- Opening Delimiter -
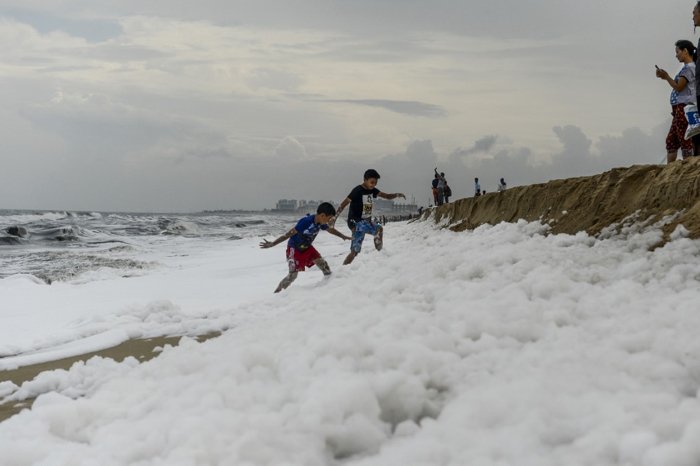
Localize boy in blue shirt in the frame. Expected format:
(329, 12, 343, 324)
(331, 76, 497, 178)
(260, 202, 351, 293)
(333, 169, 405, 265)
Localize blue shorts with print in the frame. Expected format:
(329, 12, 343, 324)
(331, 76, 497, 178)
(350, 219, 381, 253)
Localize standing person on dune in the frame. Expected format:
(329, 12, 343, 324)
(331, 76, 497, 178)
(656, 39, 697, 162)
(693, 1, 700, 155)
(434, 168, 447, 205)
(431, 173, 440, 206)
(333, 169, 405, 265)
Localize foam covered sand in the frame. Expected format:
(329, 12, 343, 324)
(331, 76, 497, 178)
(2, 212, 700, 465)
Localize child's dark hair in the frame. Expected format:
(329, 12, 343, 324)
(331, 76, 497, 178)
(317, 202, 336, 216)
(364, 169, 381, 180)
(676, 39, 697, 60)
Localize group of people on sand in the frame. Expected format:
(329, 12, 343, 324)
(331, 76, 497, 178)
(474, 177, 506, 197)
(655, 2, 700, 163)
(432, 168, 451, 206)
(260, 169, 405, 293)
(432, 173, 507, 203)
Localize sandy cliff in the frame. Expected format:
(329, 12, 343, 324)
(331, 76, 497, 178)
(428, 158, 700, 241)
- Closing Delimiter -
§ **Directions**
Each line of the listing that contains the word "frame" must be copied.

§ **Response to the exercise**
Localize boy in blue shirt in the frame. Expected format:
Localize blue shorts with print in the frame. Expected format:
Localize standing person on dune in the frame. Expected format:
Localize foam covered sand in the frame. Expected format:
Localize child's dark hair in the frame. Expected format:
Localize group of people on sand in the frame. Expected format:
Localize sandy cliff in the frame. Expected format:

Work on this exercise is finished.